:: Directions for this task ::
Begin with the line containing "of people on" and copy each line exactly through the last line of the entries, inclusive.

:: Records for the task ::
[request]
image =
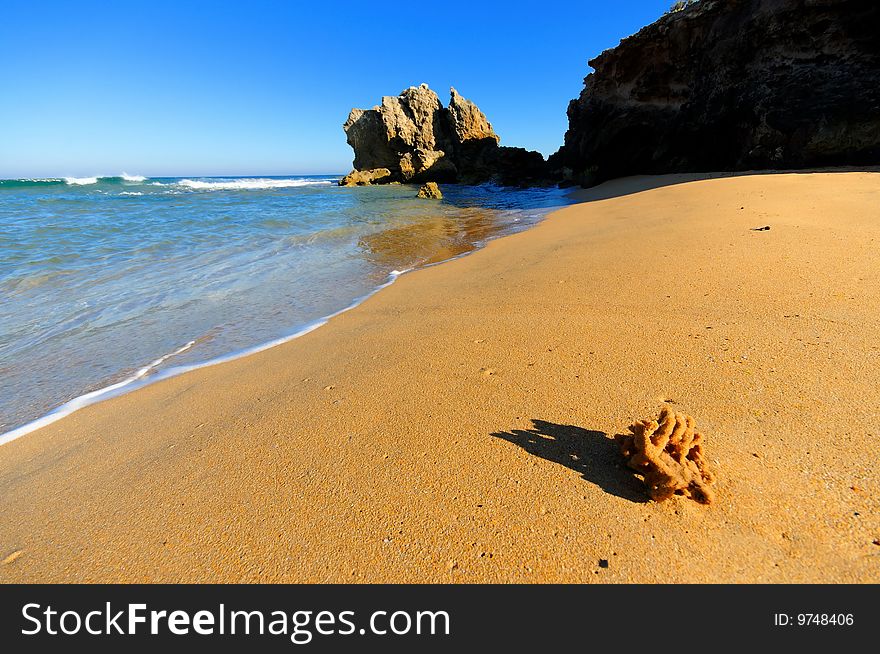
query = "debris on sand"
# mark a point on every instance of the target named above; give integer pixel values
(669, 454)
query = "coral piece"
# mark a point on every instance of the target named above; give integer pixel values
(669, 454)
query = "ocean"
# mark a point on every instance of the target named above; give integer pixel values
(108, 283)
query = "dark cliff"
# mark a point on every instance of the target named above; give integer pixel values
(732, 85)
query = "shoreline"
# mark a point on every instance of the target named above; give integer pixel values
(457, 426)
(141, 377)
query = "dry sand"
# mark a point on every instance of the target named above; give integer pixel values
(456, 427)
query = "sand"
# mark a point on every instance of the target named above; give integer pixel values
(457, 426)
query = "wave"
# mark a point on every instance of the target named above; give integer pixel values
(199, 184)
(248, 183)
(142, 377)
(27, 182)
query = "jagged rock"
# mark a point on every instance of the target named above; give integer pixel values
(732, 85)
(430, 191)
(366, 177)
(467, 122)
(418, 140)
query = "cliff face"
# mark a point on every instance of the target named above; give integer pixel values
(732, 85)
(413, 138)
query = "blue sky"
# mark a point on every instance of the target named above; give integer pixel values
(249, 88)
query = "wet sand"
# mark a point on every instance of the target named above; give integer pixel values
(456, 427)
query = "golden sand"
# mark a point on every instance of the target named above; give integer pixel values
(458, 426)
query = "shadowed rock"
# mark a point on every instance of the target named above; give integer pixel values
(732, 85)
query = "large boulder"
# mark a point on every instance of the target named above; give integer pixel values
(418, 140)
(732, 85)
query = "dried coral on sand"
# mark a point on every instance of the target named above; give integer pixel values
(669, 453)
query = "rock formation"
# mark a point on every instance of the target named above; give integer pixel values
(417, 140)
(732, 85)
(669, 453)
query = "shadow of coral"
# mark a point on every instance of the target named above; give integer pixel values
(588, 452)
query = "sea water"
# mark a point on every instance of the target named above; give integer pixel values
(109, 282)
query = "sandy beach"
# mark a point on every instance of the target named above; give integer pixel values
(457, 426)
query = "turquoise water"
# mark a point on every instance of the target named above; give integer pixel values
(108, 280)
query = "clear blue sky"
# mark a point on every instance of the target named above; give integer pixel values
(255, 87)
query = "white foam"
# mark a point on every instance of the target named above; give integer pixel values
(141, 377)
(249, 184)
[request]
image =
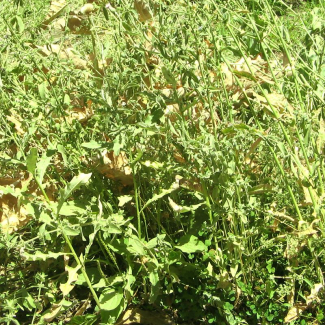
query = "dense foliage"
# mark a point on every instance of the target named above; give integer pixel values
(162, 155)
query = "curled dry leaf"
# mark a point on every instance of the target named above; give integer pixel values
(87, 9)
(16, 119)
(116, 167)
(72, 277)
(298, 308)
(55, 10)
(145, 317)
(280, 104)
(64, 54)
(12, 214)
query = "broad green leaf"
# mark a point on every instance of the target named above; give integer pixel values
(70, 209)
(83, 320)
(75, 183)
(183, 209)
(39, 256)
(110, 299)
(191, 244)
(31, 160)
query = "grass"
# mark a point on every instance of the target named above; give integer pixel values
(162, 157)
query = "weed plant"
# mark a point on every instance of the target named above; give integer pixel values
(167, 155)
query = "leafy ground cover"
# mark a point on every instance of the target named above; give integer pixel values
(162, 162)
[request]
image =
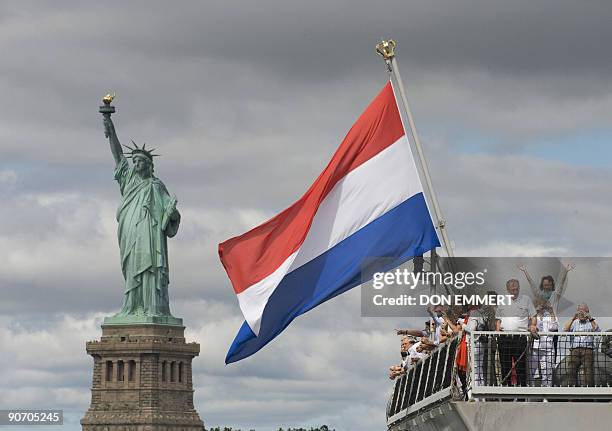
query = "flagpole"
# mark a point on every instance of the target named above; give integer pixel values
(387, 50)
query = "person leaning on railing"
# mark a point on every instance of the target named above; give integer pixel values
(582, 346)
(518, 316)
(542, 356)
(398, 370)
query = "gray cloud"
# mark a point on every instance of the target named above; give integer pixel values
(246, 103)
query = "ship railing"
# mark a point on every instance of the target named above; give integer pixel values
(581, 366)
(426, 383)
(547, 366)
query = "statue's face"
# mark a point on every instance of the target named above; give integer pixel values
(141, 164)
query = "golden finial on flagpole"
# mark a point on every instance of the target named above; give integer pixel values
(386, 48)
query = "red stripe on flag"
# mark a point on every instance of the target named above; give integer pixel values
(254, 255)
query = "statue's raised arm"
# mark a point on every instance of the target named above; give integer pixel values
(109, 128)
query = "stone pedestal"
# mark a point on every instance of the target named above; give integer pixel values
(142, 380)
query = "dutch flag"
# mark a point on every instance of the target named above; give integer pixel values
(368, 202)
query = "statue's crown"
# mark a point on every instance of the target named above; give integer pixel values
(132, 151)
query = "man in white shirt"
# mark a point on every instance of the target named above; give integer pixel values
(518, 316)
(582, 347)
(542, 357)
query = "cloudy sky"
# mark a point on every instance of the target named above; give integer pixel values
(246, 101)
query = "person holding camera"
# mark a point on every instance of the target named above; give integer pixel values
(582, 346)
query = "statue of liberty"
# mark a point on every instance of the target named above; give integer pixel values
(147, 217)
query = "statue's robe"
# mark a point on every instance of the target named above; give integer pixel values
(146, 220)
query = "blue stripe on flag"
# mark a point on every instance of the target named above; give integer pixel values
(400, 234)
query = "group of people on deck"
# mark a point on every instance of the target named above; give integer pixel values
(514, 358)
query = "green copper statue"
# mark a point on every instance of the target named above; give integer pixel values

:: Correct result ::
query = "group of people on deck"
# mark a point on every instance of the target named above; give integer pixel values
(514, 358)
query = "green copper statue"
# mark a point on every instance of the target named above; give integer pixel values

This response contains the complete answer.